---------- Source document
[DTrace-devel] [PATCH 50/61] Remove DT_AGG_NUM_COPIES
eugene.loh at oracle.com
eugene.loh at oracle.com
Fri Jul 8 14:45:34 UTC 2022
From: Eugene Loh <eugene.loh at oracle.com>
Originally, the DTrace port to BPF used two copies of aggregations,
to allow lockless access to aggregation data for producer and consumer.
Then DT_AGG_NUM_COPIES was introduced and set to 1 since the consumer
could not mmap BPF maps; rather, it read data atomically using bpf()
system calls. The use of twice as much locked memory for aggregations
was not justified.
Eliminate DT_AGG_NUM_COPIES, committing to the single-copy approach
and simplifying the code.
The dual-copy version used a latch sequence number. It is now simply
a data counter; importantly, a nonzero value indicates the presence
of data.
Signed-off-by: Eugene Loh <eugene.loh at oracle.com>
---
libdtrace/dt_aggregate.c | 13 +++----
libdtrace/dt_bpf.c | 4 +-
libdtrace/dt_cg.c | 82 ++++------------------------------------
libdtrace/dt_impl.h | 14 -------
libdtrace/dt_map.c | 2 +-
5 files changed, 14 insertions(+), 101 deletions(-)
--------------------
---------- Given records
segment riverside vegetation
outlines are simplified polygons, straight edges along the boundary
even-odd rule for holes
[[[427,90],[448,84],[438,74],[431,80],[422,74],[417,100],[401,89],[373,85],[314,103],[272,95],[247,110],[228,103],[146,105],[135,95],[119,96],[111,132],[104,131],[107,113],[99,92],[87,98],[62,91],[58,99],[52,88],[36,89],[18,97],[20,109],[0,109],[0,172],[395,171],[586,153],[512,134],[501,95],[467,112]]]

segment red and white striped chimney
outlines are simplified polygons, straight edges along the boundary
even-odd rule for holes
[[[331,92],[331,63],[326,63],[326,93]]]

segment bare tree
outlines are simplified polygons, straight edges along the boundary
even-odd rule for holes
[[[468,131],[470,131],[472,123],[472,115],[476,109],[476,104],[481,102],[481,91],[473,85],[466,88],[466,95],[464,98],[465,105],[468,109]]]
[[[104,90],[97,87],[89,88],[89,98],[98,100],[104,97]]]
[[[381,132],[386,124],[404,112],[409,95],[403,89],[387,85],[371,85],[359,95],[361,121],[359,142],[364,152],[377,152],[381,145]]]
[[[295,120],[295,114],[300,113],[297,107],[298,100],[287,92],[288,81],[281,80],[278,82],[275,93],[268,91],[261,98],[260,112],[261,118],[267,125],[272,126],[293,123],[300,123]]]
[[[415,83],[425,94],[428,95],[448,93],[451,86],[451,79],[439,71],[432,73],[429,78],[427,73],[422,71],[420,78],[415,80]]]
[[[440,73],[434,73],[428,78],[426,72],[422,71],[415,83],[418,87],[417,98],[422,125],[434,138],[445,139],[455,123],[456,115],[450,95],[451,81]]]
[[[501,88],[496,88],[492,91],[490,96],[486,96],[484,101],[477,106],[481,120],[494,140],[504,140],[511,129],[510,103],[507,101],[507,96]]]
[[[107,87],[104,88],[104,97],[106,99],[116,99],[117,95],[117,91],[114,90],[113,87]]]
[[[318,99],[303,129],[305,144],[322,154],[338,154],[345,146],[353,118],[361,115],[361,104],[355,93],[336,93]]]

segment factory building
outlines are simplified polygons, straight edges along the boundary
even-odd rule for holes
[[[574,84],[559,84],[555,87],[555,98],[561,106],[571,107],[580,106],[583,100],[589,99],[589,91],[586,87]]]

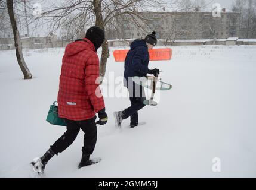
--------------------
Problems to work on:
1) Using the DTrace patch, decide whether each statement agrees with it, answering yes or no and quoting the words that settle it. (a) DT_AGG_NUM_COPIES was set to 1 when it was introduced. (b) The consumer could mmap BPF maps. (c) After the change, a zero value of the counter means data is present.
2) From the DTrace patch, pull out the passage starting at "Eliminate DT_AGG_NUM_COPIES, committing" and ending at "insertions(+), 101 deletions(-)", copied word for word.

Task answers:
1)
(a) Yes: "Then DT_AGG_NUM_COPIES was introduced and set to 1"
(b) No: "the consumer could not mmap BPF maps"
(c) No: "a nonzero value indicates the presence of data"

2)
Eliminate DT_AGG_NUM_COPIES, committing to the single-copy approach
and simplifying the code.
The dual-copy version used a latch sequence number. It is now simply
a data counter; importantly, a nonzero value indicates the presence
of data.
Signed-off-by: Eugene Loh <eugene.loh at oracle.com>
---
libdtrace/dt_aggregate.c | 13 +++----
libdtrace/dt_bpf.c | 4 +-
libdtrace/dt_cg.c | 82 ++++------------------------------------
libdtrace/dt_impl.h | 14 -------
libdtrace/dt_map.c | 2 +-
5 files changed, 14 insertions(+), 101 deletions(-)